• Source passage
◇ ◇ ◇ ◇
Zulip Chat Archive
Stream: lean4
Topic: Nested inductives - Option in custom type
Wrenna Robson (Nov 15 2024 at 17:02):
The following (which I think is a MWE) doesn't work:
inductive BTree (β : Type u) : Nat → Type u where
| leaf : (n : ℕ) → β → BTree β n
| node : {n : ℕ} → Option (BTree β n) → Option (BTree β n) → BTree β (n + 1)
I get this message:
(kernel) invalid nested inductive datatype 'Option',
nested inductive datatypes parameters
cannot contain local variables.
This seems reasonable enough: is there a way of modifying my definition to achieve this?
Wrenna Robson (Nov 15 2024 at 17:16):
Oho: this seems to work:
inductive BTree (β : Type u) : (n : Nat) → Type u where
| leaf : β → BTree β n
| node : Option (BTree β n) → Option (BTree β n) → BTree β (n + 1)
Edward van de Meent (Nov 15 2024 at 17:17):
i think it will be easier to have the Nat
not be a parameter, but rather a result of a function, similar to Vector
compared to List
. (it will help you keep out of dependent type hell).
Wrenna Robson (Nov 15 2024 at 17:17):
Hmm - I see why I'd want that, but I do wantto restrict "node" in this way... I think? Though perhaps I can simply avoid it.
◇ ◇ ◇ ◇
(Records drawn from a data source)
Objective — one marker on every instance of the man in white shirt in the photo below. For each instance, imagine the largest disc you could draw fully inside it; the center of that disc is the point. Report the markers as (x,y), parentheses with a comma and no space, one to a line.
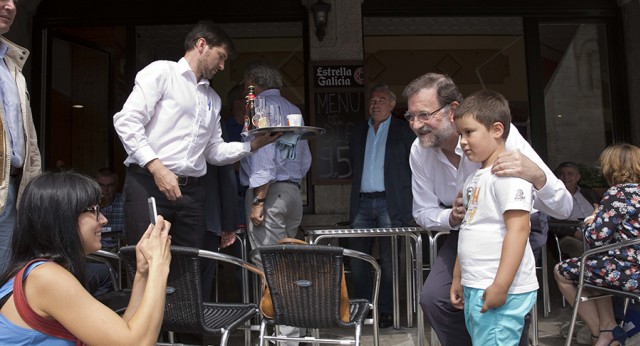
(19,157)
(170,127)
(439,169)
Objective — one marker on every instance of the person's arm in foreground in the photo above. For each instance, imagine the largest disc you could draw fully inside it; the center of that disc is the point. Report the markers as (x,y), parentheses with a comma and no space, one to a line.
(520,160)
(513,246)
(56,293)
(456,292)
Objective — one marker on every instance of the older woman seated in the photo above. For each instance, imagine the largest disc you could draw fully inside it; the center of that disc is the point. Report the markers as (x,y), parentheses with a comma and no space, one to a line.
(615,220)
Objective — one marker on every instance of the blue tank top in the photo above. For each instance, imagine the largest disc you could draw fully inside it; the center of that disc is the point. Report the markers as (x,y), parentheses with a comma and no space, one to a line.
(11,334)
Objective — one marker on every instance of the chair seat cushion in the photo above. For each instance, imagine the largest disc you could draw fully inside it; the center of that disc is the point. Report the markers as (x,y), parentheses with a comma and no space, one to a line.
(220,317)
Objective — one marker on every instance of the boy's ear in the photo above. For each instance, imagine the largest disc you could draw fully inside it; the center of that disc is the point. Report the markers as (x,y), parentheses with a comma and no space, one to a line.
◇ ◇ ◇ ◇
• Required work
• 1. Answer these questions about the Lean forum thread on nested inductives:
(a) Which datatype does the kernel error message name as an invalid nested inductive datatype?
(b) At what time on Nov 15 2024 did Wrenna Robson post the definition that seems to work?
(c) Which two types does Edward van de Meent compare when suggesting that the Nat be the result of a function?
• 2. Carry on the Lean forum thread on nested inductives from the point where it stops.
The records have no role here.

• Answers to each task
• 1.
(a) 'Option'
(b) 17:16
(c) Vector and List

• 2.
Wrenna Robson (Nov 15 2024 at 17:19):
Hmm... I do think it would be much trickier to get some of the other properties I want without that.
Edward van de Meent (Nov 15 2024 at 17:20):
i'd like to point out that you will be able to construct empty node
s with arbitrary depths with the type as-is... is this what you want?
Wrenna Robson (Nov 15 2024 at 17:20):
Yep.
Edward van de Meent (Nov 15 2024 at 17:20):
huh
Edward van de Meent (Nov 15 2024 at 17:21):
what's your application, if i may ask?
Wrenna Robson (Nov 15 2024 at 17:21):
I am trying to prove something about the treeHash
function used in XMSS.
Wrenna Robson (Nov 15 2024 at 17:21):
https://www.rfc-editor.org/rfc/rfc8391#section-4.1.6
Arthur Adjedj (Nov 15 2024 at 17:22):
What you want is a nested indexed datatype. Lean currently doesn't manage those. One solution would be to (manually) convert your nested inductive type into a mutual type such as this one:
mutual
inductive OptionBTree (β : Type u) : Nat → Type u
| none : OptionBTree β n
| some : BTree β n → OptionBTree β n
inductive BTree (β : Type u) : (n : Nat) → Type u where
| leaf : β → BTree β n
| node : OptionBTree β n → OptionBTree β n → BTree β (n + 1)
end
Edward van de Meent (Nov 15 2024 at 17:23):
lean does manage it tho? you may have previously come across versions with List
s, for that matter.
Wrenna Robson (Nov 15 2024 at 17:23):
Yeah my second version above works :)
Edward van de Meent (Nov 15 2024 at 17:24):
i seem to recall it was a special implementation for only a few basic inductive types tho, but Option
is among them
Edward van de Meent (Nov 15 2024 at 17:24):
(i could be wrong)
Arthur Adjedj (Nov 15 2024 at 17:25):
Wrenna Robson said:
Yeah my second version above works :)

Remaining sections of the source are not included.